* _PROVIDED RECORDS_

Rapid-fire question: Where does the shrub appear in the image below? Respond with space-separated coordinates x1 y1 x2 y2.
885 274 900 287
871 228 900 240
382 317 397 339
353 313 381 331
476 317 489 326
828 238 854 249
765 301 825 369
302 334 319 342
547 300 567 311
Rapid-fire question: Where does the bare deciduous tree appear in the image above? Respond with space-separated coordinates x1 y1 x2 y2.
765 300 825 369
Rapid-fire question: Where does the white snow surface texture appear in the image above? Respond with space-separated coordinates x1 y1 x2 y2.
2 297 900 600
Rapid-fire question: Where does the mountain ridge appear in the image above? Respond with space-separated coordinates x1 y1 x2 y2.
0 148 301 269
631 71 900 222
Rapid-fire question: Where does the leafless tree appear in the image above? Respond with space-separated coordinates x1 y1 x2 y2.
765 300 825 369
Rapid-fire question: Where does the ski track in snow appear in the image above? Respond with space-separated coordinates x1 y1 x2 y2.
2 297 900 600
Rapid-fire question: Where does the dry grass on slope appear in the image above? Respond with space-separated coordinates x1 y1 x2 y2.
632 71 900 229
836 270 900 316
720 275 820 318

* _PROBLEM REQUIREMENTS_
Above are the records; set each one down word for word.

* _WRITTEN ANSWER_
Rapid-fire question: Where does the shrub appear in the image below? Respond with space-separated coordinates x1 y1 x2 y2.
885 274 900 287
871 228 900 240
382 317 397 339
353 313 381 331
476 317 489 326
828 238 854 249
765 301 825 369
302 334 319 342
547 300 567 311
Rapid-fire question: Where does the bare deciduous tree appear in the image above? Respond with space-separated coordinates x1 y1 x2 y2.
765 300 825 369
Rapid-fire question: Where does the white snow surface texture appear in the image above? Respond with space-separated coordinates x1 y1 x2 y2.
2 297 900 600
Rapid-fire question: Where does the mountain ridge appear in the image above? Respond with space-separated coordinates x1 y1 x2 y2.
0 148 301 269
631 71 900 222
Rapid-fire question: Where does the leafless tree appear in the image above? Respond with space-separated coordinates x1 y1 x2 y2.
765 300 825 369
Rapid-fire question: Where does the ski track in snow appear in the image above? Respond with space-separated coordinates x1 y1 x2 y2.
2 297 900 600
Rapid-fire question: Where does the dry grass on slope appear in the image above? Respond with space-separated coordinates x1 y1 x2 y2.
632 71 900 229
836 270 900 316
720 275 820 318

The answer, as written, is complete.